Set task
Go through the data below and copy it exactly, skipping every picture.

Provided data

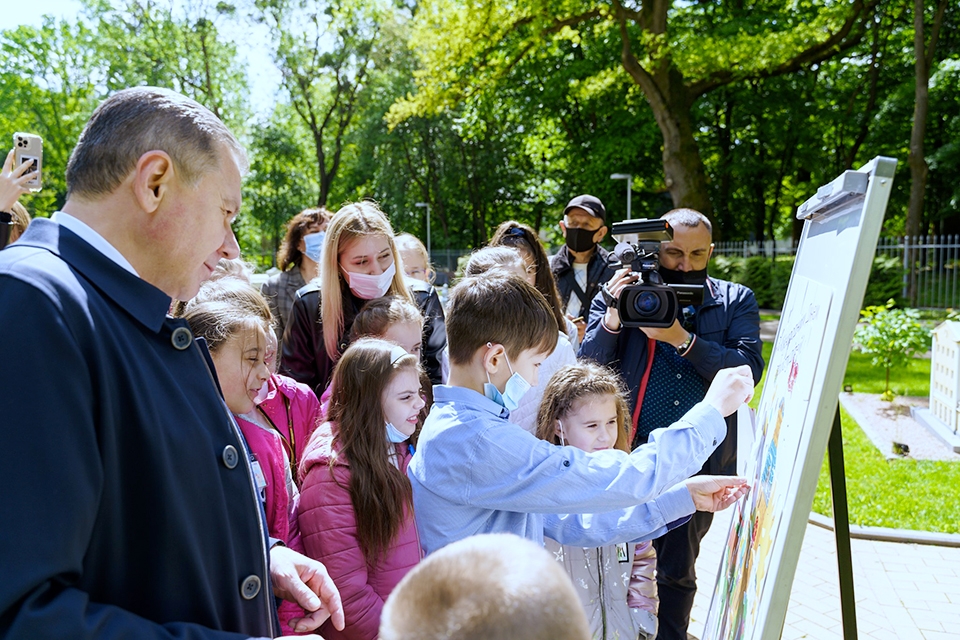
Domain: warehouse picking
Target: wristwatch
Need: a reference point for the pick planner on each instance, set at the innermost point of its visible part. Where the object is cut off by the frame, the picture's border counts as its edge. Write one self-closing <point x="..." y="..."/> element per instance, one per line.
<point x="608" y="297"/>
<point x="682" y="349"/>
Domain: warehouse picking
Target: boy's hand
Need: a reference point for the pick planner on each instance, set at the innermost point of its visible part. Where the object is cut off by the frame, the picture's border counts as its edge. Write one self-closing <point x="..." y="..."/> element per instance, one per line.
<point x="716" y="493"/>
<point x="729" y="389"/>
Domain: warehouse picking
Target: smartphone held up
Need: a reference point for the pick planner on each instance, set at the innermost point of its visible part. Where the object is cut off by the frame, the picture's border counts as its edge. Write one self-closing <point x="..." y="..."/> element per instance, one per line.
<point x="28" y="147"/>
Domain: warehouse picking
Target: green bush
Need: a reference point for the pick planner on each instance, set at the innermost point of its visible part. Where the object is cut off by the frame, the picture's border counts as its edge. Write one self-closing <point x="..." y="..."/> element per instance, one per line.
<point x="886" y="282"/>
<point x="892" y="336"/>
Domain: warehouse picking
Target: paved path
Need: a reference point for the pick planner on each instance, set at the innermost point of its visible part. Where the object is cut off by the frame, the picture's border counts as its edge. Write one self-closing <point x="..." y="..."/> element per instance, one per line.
<point x="903" y="591"/>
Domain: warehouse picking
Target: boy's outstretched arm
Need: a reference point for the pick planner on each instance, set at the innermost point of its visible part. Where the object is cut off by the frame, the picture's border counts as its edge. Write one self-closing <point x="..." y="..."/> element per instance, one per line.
<point x="716" y="493"/>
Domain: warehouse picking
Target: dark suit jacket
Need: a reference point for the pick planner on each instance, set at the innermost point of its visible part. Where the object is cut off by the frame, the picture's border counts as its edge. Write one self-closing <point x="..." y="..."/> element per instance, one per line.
<point x="127" y="507"/>
<point x="727" y="326"/>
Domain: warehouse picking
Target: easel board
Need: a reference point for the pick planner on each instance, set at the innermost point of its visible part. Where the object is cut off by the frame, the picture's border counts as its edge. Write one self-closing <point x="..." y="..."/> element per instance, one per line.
<point x="798" y="403"/>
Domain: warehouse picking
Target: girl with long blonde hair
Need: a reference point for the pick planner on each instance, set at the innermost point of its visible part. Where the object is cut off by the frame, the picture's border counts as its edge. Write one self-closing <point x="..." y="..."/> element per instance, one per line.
<point x="360" y="262"/>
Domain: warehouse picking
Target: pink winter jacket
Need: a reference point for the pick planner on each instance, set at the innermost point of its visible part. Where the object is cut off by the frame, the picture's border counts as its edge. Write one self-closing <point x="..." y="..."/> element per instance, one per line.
<point x="279" y="505"/>
<point x="329" y="530"/>
<point x="295" y="425"/>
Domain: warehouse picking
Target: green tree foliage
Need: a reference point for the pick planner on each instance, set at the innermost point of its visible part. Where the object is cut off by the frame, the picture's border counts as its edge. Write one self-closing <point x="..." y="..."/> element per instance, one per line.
<point x="163" y="44"/>
<point x="491" y="110"/>
<point x="892" y="336"/>
<point x="49" y="75"/>
<point x="279" y="185"/>
<point x="675" y="53"/>
<point x="325" y="54"/>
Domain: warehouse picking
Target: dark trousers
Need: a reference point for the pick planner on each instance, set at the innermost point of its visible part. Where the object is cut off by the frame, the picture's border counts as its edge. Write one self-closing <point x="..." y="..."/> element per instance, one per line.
<point x="677" y="552"/>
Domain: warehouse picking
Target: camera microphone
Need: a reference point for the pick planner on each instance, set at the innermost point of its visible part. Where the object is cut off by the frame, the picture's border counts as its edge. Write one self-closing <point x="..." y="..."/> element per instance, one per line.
<point x="625" y="253"/>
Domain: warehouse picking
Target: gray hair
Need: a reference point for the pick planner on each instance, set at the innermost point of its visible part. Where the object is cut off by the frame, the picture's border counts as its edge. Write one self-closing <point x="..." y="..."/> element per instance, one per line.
<point x="133" y="121"/>
<point x="687" y="218"/>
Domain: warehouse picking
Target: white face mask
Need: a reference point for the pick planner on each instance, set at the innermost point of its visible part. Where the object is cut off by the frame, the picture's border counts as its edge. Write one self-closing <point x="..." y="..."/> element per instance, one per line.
<point x="313" y="245"/>
<point x="370" y="287"/>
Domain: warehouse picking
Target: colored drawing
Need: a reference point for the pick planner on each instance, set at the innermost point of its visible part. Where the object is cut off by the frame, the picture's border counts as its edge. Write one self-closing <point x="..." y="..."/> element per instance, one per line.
<point x="780" y="418"/>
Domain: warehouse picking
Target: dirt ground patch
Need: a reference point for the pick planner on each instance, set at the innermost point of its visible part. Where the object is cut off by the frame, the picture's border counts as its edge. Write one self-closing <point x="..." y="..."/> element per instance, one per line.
<point x="888" y="422"/>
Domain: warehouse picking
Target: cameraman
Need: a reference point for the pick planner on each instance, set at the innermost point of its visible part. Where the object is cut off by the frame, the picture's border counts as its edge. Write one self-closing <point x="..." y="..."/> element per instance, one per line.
<point x="668" y="371"/>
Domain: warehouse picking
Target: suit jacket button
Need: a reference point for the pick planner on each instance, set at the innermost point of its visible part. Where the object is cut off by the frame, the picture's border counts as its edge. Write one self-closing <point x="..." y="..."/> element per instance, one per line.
<point x="230" y="457"/>
<point x="250" y="587"/>
<point x="181" y="338"/>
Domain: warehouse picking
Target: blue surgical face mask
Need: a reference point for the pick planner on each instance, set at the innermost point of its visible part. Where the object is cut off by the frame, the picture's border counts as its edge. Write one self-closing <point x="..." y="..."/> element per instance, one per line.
<point x="395" y="435"/>
<point x="313" y="245"/>
<point x="516" y="387"/>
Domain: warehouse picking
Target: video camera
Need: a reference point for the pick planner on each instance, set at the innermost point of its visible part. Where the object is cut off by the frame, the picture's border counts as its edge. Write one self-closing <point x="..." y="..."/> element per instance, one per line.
<point x="651" y="302"/>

Answer for this exercise
Domain: warehouse picking
Target: wristwatch
Need: a reference point for the pick planner on each instance, set at the innermost point of its visible part. Where the object is cut off by the frame, the picture's border counts as its edge. Write one self-closing <point x="..." y="..."/> element per instance, one per line.
<point x="608" y="297"/>
<point x="682" y="349"/>
Domain: warehouse picking
Target: boy's hand
Need: a reference point for the pick planner on each instance, set at the innermost point of its visible part. Where the object is cut off by the frame, the picture's border counts as its edge. Write one self-closing <point x="..." y="..."/> element per instance, one per line.
<point x="716" y="493"/>
<point x="729" y="389"/>
Domain: warehouse picking
Target: smartphone held up
Need: a reference point for the pick planner on each instance, set at the innermost point of its visible part. Where the object is cut off by the frame, the picture's border counts as its edge. Write one self-closing <point x="..." y="..."/> element per instance, one per line.
<point x="28" y="147"/>
Domain: warehouse picking
Target: green bush
Need: a reference point for the pick planner on each instance, set at the innermost point of its visible part. Where the object is cut off by the frame, the picture's border counts as its edge. Write one self-closing <point x="..." y="..."/> element per instance, one per line.
<point x="886" y="282"/>
<point x="892" y="336"/>
Domain: warehouse picking
Target: paved path
Need: a reference point for the pick planner on each instance, set at the innermost point of its visible part. Where the object is cut off by the frame, the picture's border counts as its edge. Write one self-closing <point x="..." y="..."/> element per instance, one per line.
<point x="903" y="591"/>
Domain: warehouse picking
Target: boy's outstretched arm
Need: a reference point for the pick planner on each instance, set at the innermost point of its visible part. Where the object is cut off by the frame, the picture's border counts as its edge. Write one self-closing <point x="..." y="..."/> element per instance, one per line.
<point x="716" y="493"/>
Domain: warehouse picking
Target: dark suit jacket
Need: a reference point for the pick planner on each instance, set at the innermost point of its visible part. Where the object is cut off by the frame, the picture's border counts as its edge. Write one self-closing <point x="..." y="..."/> element per instance, one per line.
<point x="127" y="507"/>
<point x="727" y="326"/>
Domain: warehouse picking
Target: easel board
Need: a reference point for the pick planner on each instance, set at the innermost point of its visible part. Where the object is cut off by the frame, the picture's border counts as its edge. Write one self-closing <point x="..." y="..."/> element per instance, one per line.
<point x="798" y="403"/>
Domain: warehouse picking
Target: girl with long blonde hair
Need: a reference point for the pick planner on each instance, set at the innermost point of its visible part. Where the object is cut off by the frame, the picture's border counts as its edge. Write one self-closing <point x="..." y="..."/> element per instance, one per line.
<point x="360" y="262"/>
Domain: warehouse picking
Target: pink winter jacket
Need: a reference point for the pick planner on each instance, set at the innermost point of its visible part. Where the object is cut off by the frame, the picture's border counts as its edge. Write one self-closing <point x="..." y="..."/> element per instance, one per line.
<point x="279" y="505"/>
<point x="329" y="530"/>
<point x="295" y="425"/>
Domain: warehouse picking
Target: green tree foliage
Need: a reference point for the pick planner on each instance, set at the innermost point of its visible part. Where the object is cut off by the frame, the picture's border counts as its edge. Write one self-closing <point x="..." y="..."/> element per instance, one per line.
<point x="163" y="44"/>
<point x="491" y="110"/>
<point x="892" y="336"/>
<point x="49" y="75"/>
<point x="279" y="185"/>
<point x="675" y="53"/>
<point x="325" y="54"/>
Domain: warehouse picking
Target: dark trousers
Need: a reference point for the pick planner on each instance, set at the innermost point of its visible part. Where the object is cut off by the frame, the picture's border counts as its edge. Write one self-closing <point x="..." y="..."/> element per instance, one per line.
<point x="677" y="552"/>
Domain: warehouse picking
Target: camera microphone
Need: a reference point for the pick planner on each instance, set at the innermost point of its visible part. Where the object is cut off by the frame, the picture's border counts as its edge. Write one self-closing <point x="..." y="..."/> element per instance, one per line.
<point x="625" y="253"/>
Domain: warehouse picking
Target: gray hair
Need: a reference point for the pick planner on each instance, set at the innermost point of its visible part. Where the object is cut off by the frame, the picture's border counts as its edge. Write one self-closing <point x="..." y="..."/> element per instance, one per line.
<point x="133" y="121"/>
<point x="687" y="218"/>
Domain: warehouse picking
Target: white face mask
Need: a reference point for the pick planner on each instance, set at the innermost point of its visible part. Where the object is cut off by the frame, the picture's border counts as its edge. Write one self-closing <point x="..." y="..."/> element per instance, one per line.
<point x="313" y="245"/>
<point x="370" y="287"/>
Domain: warehouse picking
Target: colored drawing
Need: a reference point for the pick planner on each instance, set at the innermost point of its visible part. Where the object is cut off by the frame, the picture's border counts as its edge. Write one self-closing <point x="..." y="..."/> element per instance, one per line.
<point x="780" y="418"/>
Domain: warehouse picking
Target: dirt ground patch
Need: a reference point for the pick planner on each instance, set at the innermost point of its visible part. Where the object is cut off by the frame, the picture's border counts as its edge. Write one self-closing <point x="..." y="..."/> element per instance, one per line.
<point x="888" y="422"/>
Domain: warehouse picking
Target: cameraman
Need: a reference point for the pick planner on each instance, set at the innermost point of its visible part. Where the object is cut off by the frame, the picture's border counts as its edge. Write one self-closing <point x="..." y="..."/> element per instance, one per line.
<point x="668" y="371"/>
Domain: warehouse picking
Target: suit jacket button
Need: a reference point for the pick planner on each instance, set at the innermost point of its visible part. Where the object is cut off by the frame, the picture's border counts as its edge. Write one self-closing <point x="..." y="..."/> element per instance, one per line.
<point x="230" y="457"/>
<point x="250" y="587"/>
<point x="181" y="338"/>
Domain: warehouse picking
Target: blue surgical face mask
Need: a reference point for the pick planner on each instance, set at the innermost point of its visible part. Where the object is cut off by the frame, the picture's border counts as its edge. Write one self-closing <point x="..." y="..."/> element per instance, one per line.
<point x="395" y="435"/>
<point x="313" y="245"/>
<point x="516" y="387"/>
Domain: warehouse picking
Target: video camera
Need: a reference point for the pick planner on each instance, set at the innermost point of its visible part. Where the object is cut off by the frame, the picture's border counts as its edge. Write one self-closing <point x="..." y="..."/> element per instance, one per line.
<point x="651" y="302"/>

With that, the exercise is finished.